▶ _REQUIRED WORK_:
1. Rewrite the crochet pattern between "- If you are going to use a" and "tails of yarn.", inclusive, renaming "picot" to "loop" throughout.
2. According to the crochet pattern, how many double crochets go into each ch-2 corner space in Round 27?

[START DOCUMENT EXCERPT]

Join your yarn by making a standing single crochet around the back post of any fpdc from Round 24 {Photo 1}. Bpsc in the next 9 st’s.
*Bphdc in the next 10 st’s. The last bphdc should fall in the st before the fpdc from Round 24 {Photo 2}. Bpdc in the next 9 st’s. (Make 3 bptr’s in the next st, ch 2 and make 3 bptr’s in the next st.) This will form your corner {Photos 3 and 4}. Bpdc in the next 9 st’s. The last bpdc should fall in the stitch before the fpdc from Round 24 {Photo 5}. Bphdc in the next 10 st’s. Bpsc in the next 20 st’s.* Repeat from * to * 3 more times. Omit the last 10 bpsc’s on the last repeat. Join to the first sc with a sl st.
Stitch Counts:
- Total: 256 st’s and 4 ch-2 corner spaces {80 bpsc’s, 80 bphdc’s, 72 bpdc’s, and 24 bptr’s}
- Per Side: 64 st’s {20 bpsc’s, 20 bphdc’s, 18 bpdc’s, and 6 bptr’s}
Round 27
- If you are going to use the same colour, ch 1 and sc in the same st. Sc in the next 13 st’s.
- If you are going to use a different colour, start with a standing single crochet in the same st as the sl st join {Photo 1}. Sc in the next 13 st’s.
*Hdc in the next 3 st’s and dc in the next 12 st’s. The last dc should fall in the last bpdc before the 3 bptr’s that form the corner {Photo 2}. Skip the 3 bptr’s. Into the ch-2 corner space: (6 dc, ch 3 and sl st into the third ch from the hook to form a picot, 6 dc). It will be a tight fit getting all 12 dc’s into the corner space. Squish them up good {Photos 3 – 5}. Skip the 3 bptr’s. Dc in the next 12 st’s {indicated with an arrow in Photo 5 and illustrated in Photo 6}, hdc in the next 3 st’s, and sc in the next 28 st’s.* Repeat from * to * 3 more times. Omit the last 14 sc’s on the last repeat. Join to the first sc with a sl st. Fasten off and work away your tails of yarn.

[END DOCUMENT EXCERPT]
[START DATA RECORDS]

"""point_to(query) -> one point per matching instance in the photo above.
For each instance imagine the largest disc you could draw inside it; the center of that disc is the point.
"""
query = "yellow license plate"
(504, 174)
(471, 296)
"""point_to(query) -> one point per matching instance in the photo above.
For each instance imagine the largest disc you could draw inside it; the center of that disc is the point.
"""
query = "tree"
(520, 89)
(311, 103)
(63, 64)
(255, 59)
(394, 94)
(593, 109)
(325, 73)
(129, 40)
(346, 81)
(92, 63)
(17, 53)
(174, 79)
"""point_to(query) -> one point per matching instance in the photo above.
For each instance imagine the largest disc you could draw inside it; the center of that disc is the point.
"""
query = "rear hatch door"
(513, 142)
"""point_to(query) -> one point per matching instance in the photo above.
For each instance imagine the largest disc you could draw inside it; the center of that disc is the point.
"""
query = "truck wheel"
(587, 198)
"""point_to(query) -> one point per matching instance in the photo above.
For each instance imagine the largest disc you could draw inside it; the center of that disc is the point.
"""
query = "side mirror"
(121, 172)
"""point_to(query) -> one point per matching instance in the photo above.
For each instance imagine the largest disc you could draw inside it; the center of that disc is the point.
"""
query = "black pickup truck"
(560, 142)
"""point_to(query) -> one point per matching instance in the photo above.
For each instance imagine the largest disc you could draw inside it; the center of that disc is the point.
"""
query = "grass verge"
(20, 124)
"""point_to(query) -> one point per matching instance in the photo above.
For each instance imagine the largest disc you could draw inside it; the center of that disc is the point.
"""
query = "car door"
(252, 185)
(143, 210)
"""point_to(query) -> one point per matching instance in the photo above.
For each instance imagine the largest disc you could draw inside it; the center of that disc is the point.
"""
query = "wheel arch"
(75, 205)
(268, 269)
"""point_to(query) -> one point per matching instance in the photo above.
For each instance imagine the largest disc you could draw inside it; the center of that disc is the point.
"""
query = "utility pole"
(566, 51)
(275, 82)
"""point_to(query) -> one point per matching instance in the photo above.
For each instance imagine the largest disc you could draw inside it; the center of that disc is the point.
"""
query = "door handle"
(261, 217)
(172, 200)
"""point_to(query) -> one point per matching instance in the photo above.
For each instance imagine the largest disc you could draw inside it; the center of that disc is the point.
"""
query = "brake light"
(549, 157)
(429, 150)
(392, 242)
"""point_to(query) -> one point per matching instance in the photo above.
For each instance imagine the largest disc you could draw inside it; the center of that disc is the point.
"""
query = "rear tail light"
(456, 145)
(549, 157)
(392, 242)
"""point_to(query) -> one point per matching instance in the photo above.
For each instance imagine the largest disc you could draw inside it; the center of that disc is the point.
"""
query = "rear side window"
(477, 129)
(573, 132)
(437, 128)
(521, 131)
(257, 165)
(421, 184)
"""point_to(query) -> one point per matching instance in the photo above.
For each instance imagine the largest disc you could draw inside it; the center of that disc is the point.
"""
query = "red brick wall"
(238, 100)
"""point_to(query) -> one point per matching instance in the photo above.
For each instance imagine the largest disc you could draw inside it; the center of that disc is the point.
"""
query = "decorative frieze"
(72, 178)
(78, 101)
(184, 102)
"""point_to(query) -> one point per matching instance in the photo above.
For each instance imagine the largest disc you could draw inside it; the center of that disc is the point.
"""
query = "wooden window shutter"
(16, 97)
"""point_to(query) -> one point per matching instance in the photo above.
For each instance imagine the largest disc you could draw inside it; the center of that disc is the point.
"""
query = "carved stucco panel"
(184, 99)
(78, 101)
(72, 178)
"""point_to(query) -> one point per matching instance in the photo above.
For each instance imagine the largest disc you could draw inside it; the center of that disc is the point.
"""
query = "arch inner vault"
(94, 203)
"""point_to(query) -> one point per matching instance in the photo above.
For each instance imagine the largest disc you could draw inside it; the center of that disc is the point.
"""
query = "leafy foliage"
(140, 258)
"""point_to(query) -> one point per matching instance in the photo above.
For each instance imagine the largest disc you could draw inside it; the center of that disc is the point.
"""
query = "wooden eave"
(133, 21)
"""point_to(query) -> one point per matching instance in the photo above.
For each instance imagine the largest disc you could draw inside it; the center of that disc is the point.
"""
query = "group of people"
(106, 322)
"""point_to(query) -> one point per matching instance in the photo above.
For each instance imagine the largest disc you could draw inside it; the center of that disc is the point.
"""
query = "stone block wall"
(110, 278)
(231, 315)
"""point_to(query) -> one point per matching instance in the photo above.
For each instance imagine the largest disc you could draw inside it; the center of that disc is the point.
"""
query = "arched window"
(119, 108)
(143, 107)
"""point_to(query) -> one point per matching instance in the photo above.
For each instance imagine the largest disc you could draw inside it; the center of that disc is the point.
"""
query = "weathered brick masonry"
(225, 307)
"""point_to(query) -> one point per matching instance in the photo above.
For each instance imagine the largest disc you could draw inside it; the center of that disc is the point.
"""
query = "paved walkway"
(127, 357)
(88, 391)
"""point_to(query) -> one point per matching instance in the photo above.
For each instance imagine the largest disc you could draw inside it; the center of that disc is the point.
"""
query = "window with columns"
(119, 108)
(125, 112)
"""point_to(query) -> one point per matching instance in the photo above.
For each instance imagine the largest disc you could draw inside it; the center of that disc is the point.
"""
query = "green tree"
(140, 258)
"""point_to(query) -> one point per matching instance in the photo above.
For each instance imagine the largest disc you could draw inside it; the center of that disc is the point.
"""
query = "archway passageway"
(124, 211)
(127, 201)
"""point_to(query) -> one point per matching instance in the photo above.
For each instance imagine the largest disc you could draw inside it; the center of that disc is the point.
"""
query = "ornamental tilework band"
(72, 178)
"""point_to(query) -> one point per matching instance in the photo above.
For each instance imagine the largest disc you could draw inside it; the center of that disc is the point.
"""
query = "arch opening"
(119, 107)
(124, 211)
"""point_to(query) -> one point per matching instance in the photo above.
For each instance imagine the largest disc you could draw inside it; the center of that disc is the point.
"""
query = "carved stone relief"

[END DATA RECORDS]
[START DATA RECORDS]

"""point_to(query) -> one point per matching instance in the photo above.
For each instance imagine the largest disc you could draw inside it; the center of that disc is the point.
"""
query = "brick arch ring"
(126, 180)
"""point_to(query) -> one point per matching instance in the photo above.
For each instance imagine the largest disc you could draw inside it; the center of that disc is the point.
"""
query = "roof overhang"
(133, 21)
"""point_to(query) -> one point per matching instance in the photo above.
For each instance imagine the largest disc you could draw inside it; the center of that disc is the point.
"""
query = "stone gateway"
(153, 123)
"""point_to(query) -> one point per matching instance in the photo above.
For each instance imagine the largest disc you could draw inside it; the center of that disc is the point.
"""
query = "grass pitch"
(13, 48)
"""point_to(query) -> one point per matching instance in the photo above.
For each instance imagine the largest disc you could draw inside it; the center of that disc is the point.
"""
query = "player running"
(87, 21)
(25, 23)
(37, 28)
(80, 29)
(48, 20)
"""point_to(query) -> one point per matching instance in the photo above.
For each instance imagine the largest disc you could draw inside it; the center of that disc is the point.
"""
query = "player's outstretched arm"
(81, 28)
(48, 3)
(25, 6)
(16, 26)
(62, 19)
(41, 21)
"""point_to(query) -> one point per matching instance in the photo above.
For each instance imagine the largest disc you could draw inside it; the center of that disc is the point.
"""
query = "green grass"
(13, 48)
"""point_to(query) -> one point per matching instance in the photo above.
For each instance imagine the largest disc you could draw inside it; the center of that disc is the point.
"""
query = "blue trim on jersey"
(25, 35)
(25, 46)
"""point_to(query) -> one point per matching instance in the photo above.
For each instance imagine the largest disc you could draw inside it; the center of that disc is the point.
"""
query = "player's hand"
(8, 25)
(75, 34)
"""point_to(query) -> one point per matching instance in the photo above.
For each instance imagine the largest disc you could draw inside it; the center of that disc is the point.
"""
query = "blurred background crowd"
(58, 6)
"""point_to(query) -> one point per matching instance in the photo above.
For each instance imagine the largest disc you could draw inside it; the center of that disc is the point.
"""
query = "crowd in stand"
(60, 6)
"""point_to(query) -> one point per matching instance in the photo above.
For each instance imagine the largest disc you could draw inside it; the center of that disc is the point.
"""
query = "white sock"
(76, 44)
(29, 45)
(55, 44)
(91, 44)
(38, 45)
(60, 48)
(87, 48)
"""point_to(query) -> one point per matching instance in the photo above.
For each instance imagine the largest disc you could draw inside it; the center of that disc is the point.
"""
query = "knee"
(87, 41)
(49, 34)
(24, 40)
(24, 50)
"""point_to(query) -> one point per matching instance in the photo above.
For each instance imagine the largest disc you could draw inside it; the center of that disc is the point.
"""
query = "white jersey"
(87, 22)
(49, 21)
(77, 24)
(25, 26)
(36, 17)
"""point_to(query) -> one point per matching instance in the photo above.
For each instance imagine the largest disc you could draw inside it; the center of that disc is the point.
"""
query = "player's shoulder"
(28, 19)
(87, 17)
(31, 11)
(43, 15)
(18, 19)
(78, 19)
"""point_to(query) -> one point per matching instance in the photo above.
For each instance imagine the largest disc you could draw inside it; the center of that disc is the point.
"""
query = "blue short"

[END DATA RECORDS]
[START DATA RECORDS]

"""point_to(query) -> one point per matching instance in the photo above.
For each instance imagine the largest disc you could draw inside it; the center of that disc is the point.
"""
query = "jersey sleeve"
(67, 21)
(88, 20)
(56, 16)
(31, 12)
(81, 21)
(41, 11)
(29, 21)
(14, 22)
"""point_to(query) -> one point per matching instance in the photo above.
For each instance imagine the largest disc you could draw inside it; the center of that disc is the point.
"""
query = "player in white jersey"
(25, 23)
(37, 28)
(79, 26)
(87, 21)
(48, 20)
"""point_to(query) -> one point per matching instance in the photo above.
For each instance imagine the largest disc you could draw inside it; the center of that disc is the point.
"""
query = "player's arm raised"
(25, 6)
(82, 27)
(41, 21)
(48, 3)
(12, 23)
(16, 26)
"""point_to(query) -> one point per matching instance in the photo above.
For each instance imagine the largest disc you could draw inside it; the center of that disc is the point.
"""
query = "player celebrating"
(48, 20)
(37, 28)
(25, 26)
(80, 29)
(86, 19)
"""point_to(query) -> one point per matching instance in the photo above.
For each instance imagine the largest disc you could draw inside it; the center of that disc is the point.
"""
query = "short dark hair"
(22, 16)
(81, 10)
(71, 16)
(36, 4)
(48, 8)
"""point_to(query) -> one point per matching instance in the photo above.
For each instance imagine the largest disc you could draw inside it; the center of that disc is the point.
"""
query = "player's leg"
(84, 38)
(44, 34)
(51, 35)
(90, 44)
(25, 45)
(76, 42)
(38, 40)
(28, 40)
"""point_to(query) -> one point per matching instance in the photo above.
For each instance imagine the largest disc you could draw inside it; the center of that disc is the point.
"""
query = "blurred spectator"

[END DATA RECORDS]

▶ _RESULTS OF THE EXERCISE_:
1.
- If you are going to use a different colour, start with a standing single crochet in the same st as the sl st join {Photo 1}. Sc in the next 13 st’s.
*Hdc in the next 3 st’s and dc in the next 12 st’s. The last dc should fall in the last bpdc before the 3 bptr’s that form the corner {Photo 2}. Skip the 3 bptr’s. Into the ch-2 corner space: (6 dc, ch 3 and sl st into the third ch from the hook to form a loop, 6 dc). It will be a tight fit getting all 12 dc’s into the corner space. Squish them up good {Photos 3 – 5}. Skip the 3 bptr’s. Dc in the next 12 st’s {indicated with an arrow in Photo 5 and illustrated in Photo 6}, hdc in the next 3 st’s, and sc in the next 28 st’s.* Repeat from * to * 3 more times. Omit the last 14 sc’s on the last repeat. Join to the first sc with a sl st. Fasten off and work away your tails of yarn.

2. Twelve double crochets, six on each side of a picot.